▶ _ФРАГМЕНТ СТРАНИЦЫ_:
● ● ● ● ●

Жизненной силой диалектического определения является отрицание, которое опосредует мир в понимании, делает его конкретным, делает его «своим». Внешняя реальность должна быть отрицаема как нечто самостоятельно противостоящее нам, если мы хотим понять ее в начальной школе мудрости, переваривая внешние продукты, или в высшей школе, где, чтобы усвоить книгу, не остается ничего другого, как надломить ее корешок. «Свободная воля» должна быть отрицаема в объекте, с которым она себя связывает, чтобы стать конкретной, так же как простое противостояние бытия и небытия должно быть преодолено в диалектике становления, чтобы перейти к чему-то большему, чем пустая философская абстракция. (Чтобы понять смысл концепции Гегеля, представьте бытие как чистый лист бумаги – следовательно, практически неотличимый от небытия, – дышащий возможностью начертать на нем всё что угодно. Когда вы пишете на этом листе, вы отрицаете его ослепительную пустоту, одновременно конкретизируя некоторые из его абстрактных и смутно предполагаемых возможностей.) Однако, поскольку у растения нет четко очерченного «я», оно не может сказать «нет» и самому себе, поэтому относительно неопределенная протоформа листа продолжает возвращаться при каждой метаморфозе, которую оно проходит. Для сравнения отметим, что быть человеком – это, в гегелевской системе, чистое самоотрицание. Наша определяющая способность говорить – и особенно говорить «я» – отрицает единственность этого дерева, этого стола, этой чашки и даже этого живого дышащего существа, которым я являюсь, во всеобщности слова. (Пример со словом «я» особенно восхитителен: являясь маркером человеческой индивидуальности, оно настолько общее, что любой может применить это слово к себе, отрицая ту самую единичность, которую оно призвано выражать.) Молчание растения, в свою очередь, является симптомом его бессилия, его существенной неспособности отрицать себя.

● ● ● ● ●

▶ _ПРЕДОСТАВЛЕННЫЕ ПУНКТЫ_:
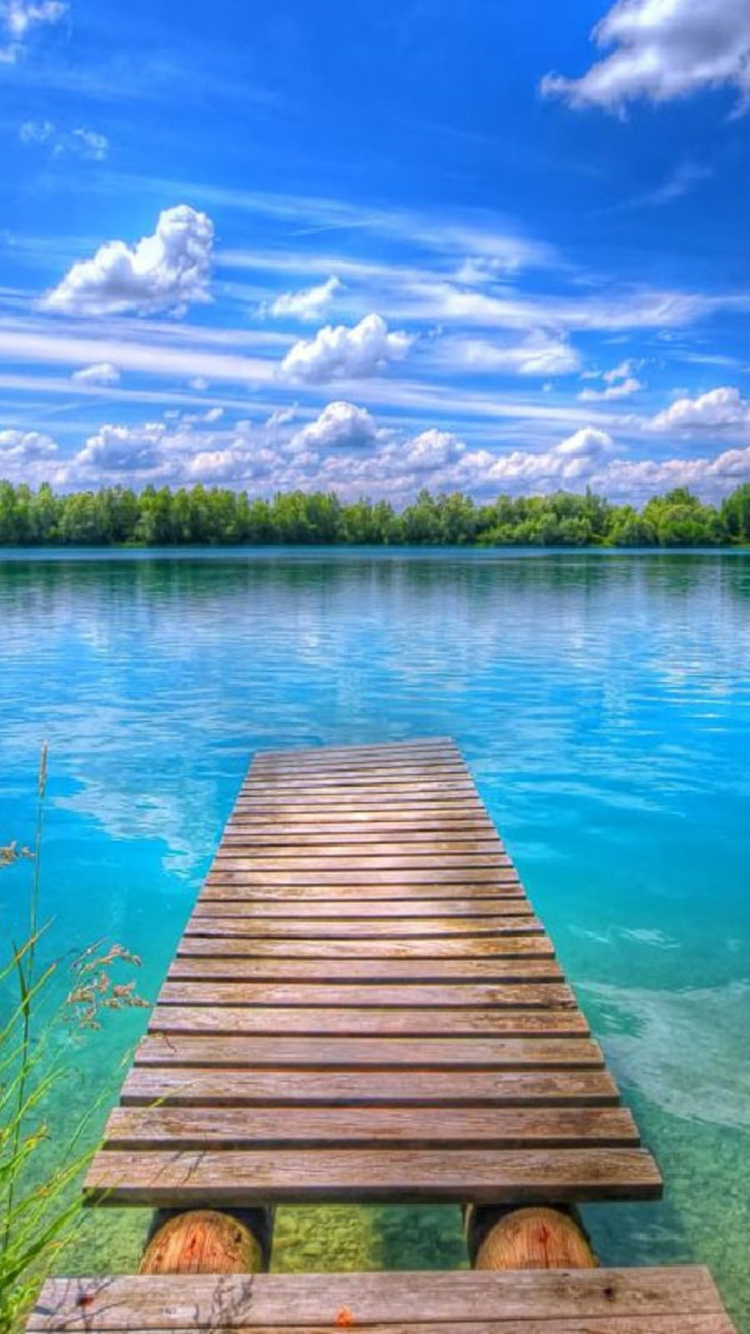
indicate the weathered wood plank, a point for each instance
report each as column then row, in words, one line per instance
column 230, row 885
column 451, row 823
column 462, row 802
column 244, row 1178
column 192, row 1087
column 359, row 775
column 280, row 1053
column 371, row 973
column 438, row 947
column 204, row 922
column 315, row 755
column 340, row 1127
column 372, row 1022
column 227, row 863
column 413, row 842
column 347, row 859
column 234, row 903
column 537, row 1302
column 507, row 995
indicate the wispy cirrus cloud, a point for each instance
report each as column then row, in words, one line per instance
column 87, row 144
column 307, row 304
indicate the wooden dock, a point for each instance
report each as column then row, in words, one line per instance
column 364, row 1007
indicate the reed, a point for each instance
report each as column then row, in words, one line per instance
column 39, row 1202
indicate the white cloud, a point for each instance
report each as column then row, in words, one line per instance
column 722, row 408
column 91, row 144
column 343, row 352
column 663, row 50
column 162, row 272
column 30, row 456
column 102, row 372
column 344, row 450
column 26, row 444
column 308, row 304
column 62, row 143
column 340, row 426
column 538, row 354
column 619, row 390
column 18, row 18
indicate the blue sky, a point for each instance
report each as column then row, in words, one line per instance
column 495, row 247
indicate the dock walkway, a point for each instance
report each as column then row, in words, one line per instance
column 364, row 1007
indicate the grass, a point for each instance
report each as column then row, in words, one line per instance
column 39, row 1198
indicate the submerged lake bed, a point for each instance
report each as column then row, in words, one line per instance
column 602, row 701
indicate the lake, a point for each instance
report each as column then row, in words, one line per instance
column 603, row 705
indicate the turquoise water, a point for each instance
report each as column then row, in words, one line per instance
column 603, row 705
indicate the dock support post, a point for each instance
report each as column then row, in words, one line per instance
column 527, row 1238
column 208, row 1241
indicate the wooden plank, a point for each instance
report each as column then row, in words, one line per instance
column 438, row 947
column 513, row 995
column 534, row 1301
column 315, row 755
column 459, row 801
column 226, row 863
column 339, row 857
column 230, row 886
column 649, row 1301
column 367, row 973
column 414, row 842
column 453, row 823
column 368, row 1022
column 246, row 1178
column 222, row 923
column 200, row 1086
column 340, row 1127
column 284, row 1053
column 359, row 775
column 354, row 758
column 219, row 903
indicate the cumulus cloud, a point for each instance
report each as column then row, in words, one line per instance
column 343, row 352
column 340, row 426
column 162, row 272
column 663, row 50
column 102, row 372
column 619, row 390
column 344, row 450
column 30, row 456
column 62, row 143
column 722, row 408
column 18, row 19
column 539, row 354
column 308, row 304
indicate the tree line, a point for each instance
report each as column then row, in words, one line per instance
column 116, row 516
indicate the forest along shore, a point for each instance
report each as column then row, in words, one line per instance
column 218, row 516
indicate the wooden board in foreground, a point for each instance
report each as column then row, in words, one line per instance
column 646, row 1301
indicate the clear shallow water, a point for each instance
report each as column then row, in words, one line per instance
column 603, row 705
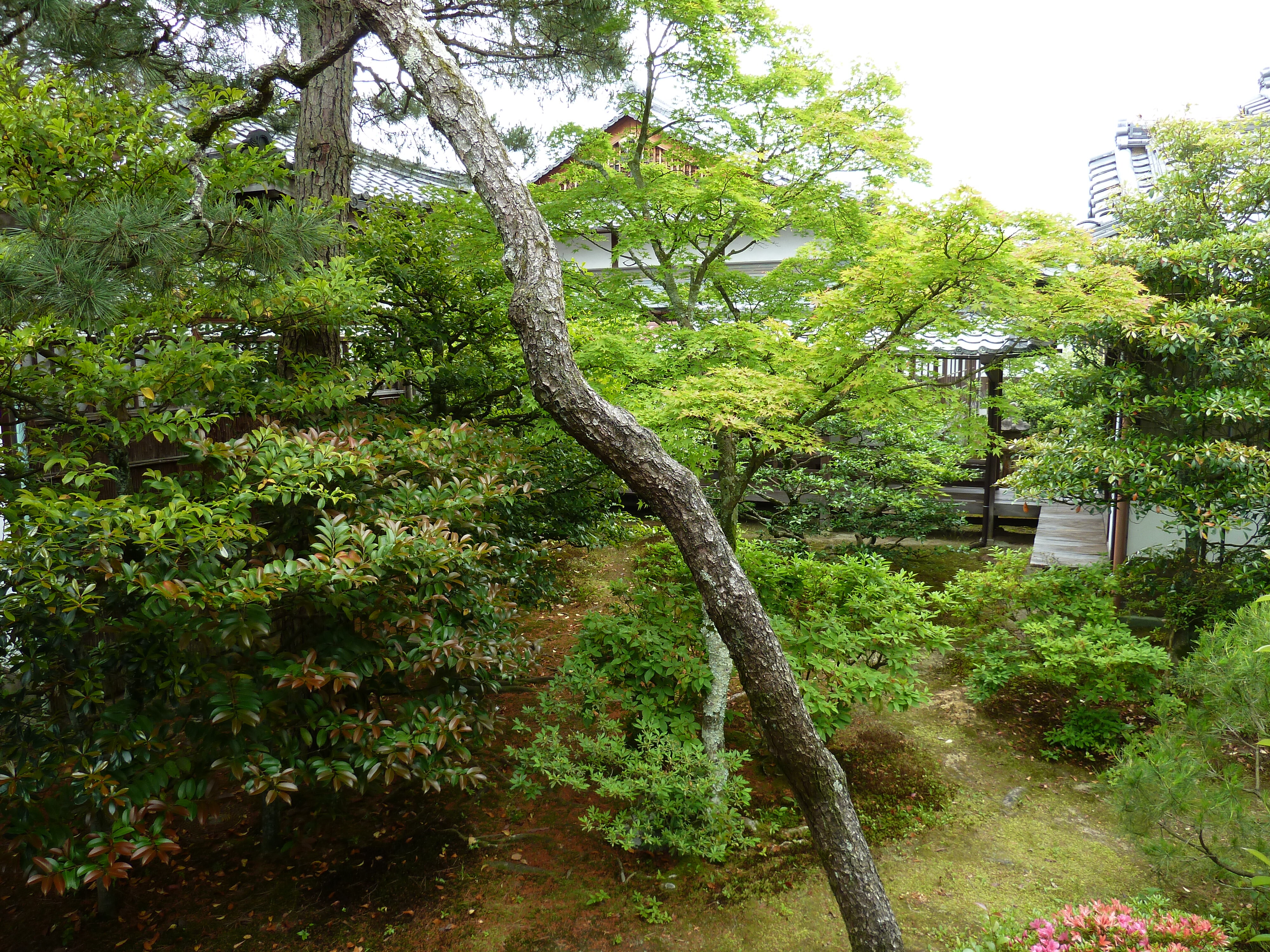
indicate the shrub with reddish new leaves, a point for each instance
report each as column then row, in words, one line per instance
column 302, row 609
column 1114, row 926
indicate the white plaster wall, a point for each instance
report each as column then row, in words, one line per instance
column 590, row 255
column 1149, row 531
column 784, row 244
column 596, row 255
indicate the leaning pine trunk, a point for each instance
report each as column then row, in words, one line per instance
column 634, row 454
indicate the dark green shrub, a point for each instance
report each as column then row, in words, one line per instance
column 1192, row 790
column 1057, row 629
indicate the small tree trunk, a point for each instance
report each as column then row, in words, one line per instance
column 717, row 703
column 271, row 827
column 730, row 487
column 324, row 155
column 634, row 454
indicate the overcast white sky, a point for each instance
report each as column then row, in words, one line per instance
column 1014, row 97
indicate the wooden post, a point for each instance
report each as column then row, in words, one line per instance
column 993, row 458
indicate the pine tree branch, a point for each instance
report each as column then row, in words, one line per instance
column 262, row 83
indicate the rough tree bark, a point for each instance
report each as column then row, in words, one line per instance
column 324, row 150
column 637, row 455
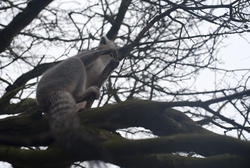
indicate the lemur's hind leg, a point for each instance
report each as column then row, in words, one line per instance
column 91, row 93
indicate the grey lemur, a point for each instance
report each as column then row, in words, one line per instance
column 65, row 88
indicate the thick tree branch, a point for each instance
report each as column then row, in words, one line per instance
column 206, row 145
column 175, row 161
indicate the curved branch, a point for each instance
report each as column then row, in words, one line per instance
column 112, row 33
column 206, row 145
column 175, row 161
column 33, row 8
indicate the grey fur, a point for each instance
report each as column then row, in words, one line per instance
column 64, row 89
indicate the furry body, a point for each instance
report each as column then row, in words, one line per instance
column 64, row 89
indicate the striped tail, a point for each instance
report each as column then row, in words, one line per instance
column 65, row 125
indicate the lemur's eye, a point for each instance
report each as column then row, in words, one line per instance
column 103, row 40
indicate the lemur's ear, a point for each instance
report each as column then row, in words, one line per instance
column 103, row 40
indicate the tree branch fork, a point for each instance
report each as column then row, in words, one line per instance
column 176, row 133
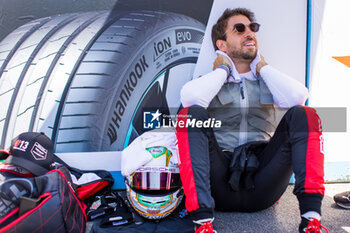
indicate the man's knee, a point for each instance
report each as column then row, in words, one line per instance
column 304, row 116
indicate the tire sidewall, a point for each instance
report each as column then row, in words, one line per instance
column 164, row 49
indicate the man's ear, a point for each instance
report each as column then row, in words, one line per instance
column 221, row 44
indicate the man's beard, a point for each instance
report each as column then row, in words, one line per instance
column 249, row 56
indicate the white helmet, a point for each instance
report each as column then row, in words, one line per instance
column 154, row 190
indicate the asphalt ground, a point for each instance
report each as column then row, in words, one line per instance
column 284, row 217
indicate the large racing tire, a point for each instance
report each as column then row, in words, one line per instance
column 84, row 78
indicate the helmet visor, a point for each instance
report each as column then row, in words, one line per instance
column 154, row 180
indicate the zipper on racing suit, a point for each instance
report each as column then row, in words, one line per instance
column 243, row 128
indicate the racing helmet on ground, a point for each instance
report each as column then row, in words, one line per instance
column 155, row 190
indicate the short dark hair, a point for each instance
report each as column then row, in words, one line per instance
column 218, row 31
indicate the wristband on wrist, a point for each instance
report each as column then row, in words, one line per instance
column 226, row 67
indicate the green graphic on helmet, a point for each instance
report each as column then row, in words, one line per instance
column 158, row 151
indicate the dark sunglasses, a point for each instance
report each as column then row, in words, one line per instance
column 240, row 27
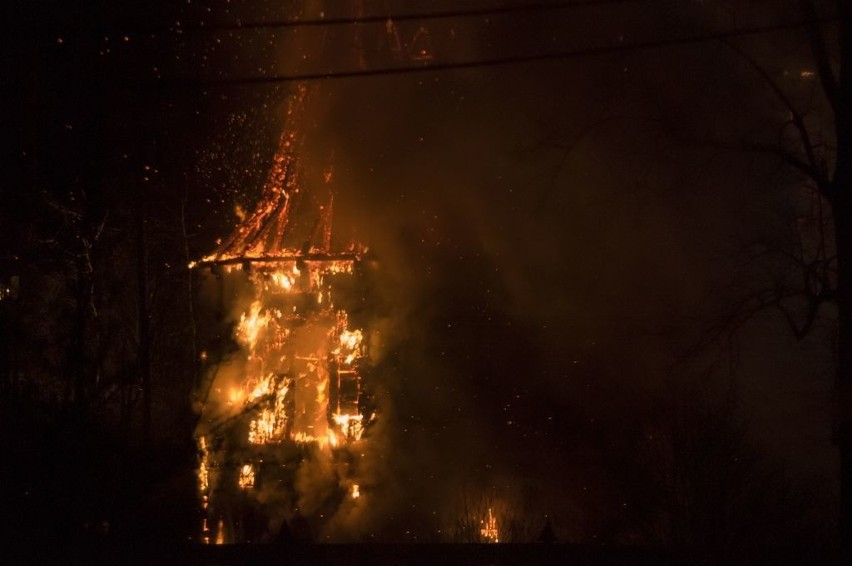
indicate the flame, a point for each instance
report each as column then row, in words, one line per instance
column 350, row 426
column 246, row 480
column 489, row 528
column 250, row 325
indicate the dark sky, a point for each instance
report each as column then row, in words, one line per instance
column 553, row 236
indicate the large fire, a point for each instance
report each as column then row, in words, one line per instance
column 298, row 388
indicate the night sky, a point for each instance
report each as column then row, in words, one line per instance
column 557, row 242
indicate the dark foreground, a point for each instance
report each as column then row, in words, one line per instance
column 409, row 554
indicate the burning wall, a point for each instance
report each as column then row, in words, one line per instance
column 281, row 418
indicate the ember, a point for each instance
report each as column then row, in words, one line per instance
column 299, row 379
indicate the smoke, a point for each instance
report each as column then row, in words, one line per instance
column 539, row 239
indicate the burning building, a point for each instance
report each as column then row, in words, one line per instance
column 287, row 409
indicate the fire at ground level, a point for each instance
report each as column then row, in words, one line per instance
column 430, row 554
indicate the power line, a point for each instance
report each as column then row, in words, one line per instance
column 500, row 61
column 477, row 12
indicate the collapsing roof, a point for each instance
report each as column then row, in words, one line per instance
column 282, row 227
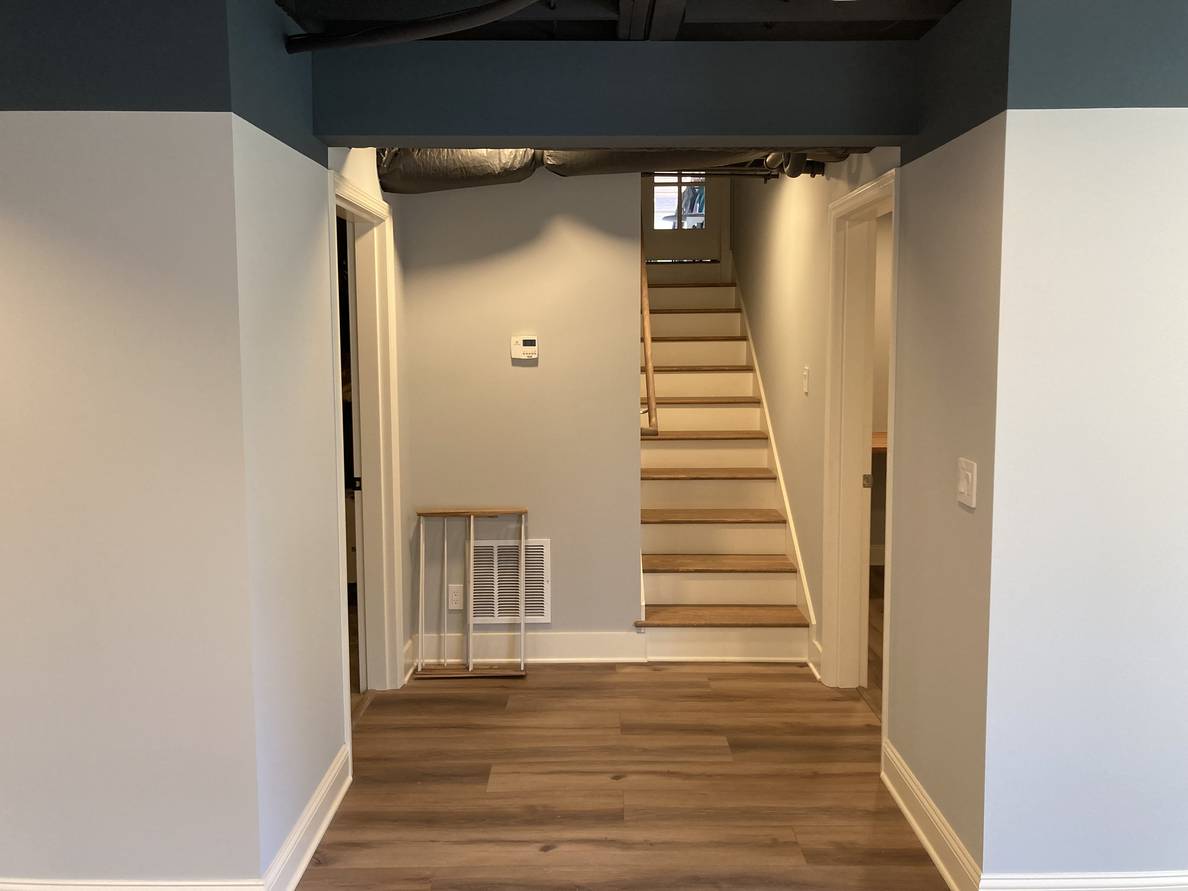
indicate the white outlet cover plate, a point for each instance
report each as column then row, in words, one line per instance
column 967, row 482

● ● ● ● ●

▶ _ЦЕЛЬ ЗАДАНИЯ_: Продолжите приведенный выше фрагмент о гегелевском отрицании и молчании растения, начав сразу после его последнего предложения.

▶ _ОТВЕТ_:
Одно из следствий власти самоотрицания – то есть самой мощной власти – состоит в том, что более диалектически развитая субъективность получает право отрицать как себя, так и то, что менее развито. В то время как дерево не может противопоставить себя ни себе, ни равной себе среде, человек делает это каждый раз, когда открывает рот, будь то для еды или речи. Способность передвигаться тоже может достичь цели, поскольку «я поворачиваюсь, и эта истина исчезла и превратилась в противоположную: „здесь“ – это не дерево, а, скажем, дом»[265]. Вместе с животными мы отрицаем растения, неспособные отрицать самих себя, каждый раз, когда мы откусываем от них или отходим от них. Но сугубо человеческим способом мы отрицаем растения (и животных), давая им имена, прикрепляя универсальный лингвистический ярлык к этому дубу и этой собаке. Или, как гласит горькая шутка, сначала европейские жители Северной Америки расчистили огромные пространства на континенте, а затем назвали улицы в пригородах в честь тех самых деревьев, которые вырубили.

Половая жизнь растений, или За пределами оппозиционности

В гегелевской диалектике сексуализированное существо – это существо, которое обязательно в высшей степени индивидуализировано. Почему? Потому что, в соответствии с безусловной гетеронормативной основой диалектики, сексуальность основывается на принципе оппозиции между полами, которая противопоставляет себя другому человеку другого пола. В оппозиционном отношении к другому мы в конечном счете открываем себя. Если углубиться в нюансы, то Гегель, как и Аристофан до него и Зигмунд Фрейд после, считает, что маскулинное и фемининное начала сосуществуют в каждом имеющем пол существе «вследствие первоначального тождества формации», но только одно из них становится преобладающим: «… у самки необходимо преобладает индифферентное [das Indifferente], а у самца – раздвоенность [das Entzweite], противоположность»[266]. Сексуальность – это сложная оппозиция между мужской оппозиционностью и женской неопозиционностью, и, следовательно, в целом она стоит под знаком маскулинности.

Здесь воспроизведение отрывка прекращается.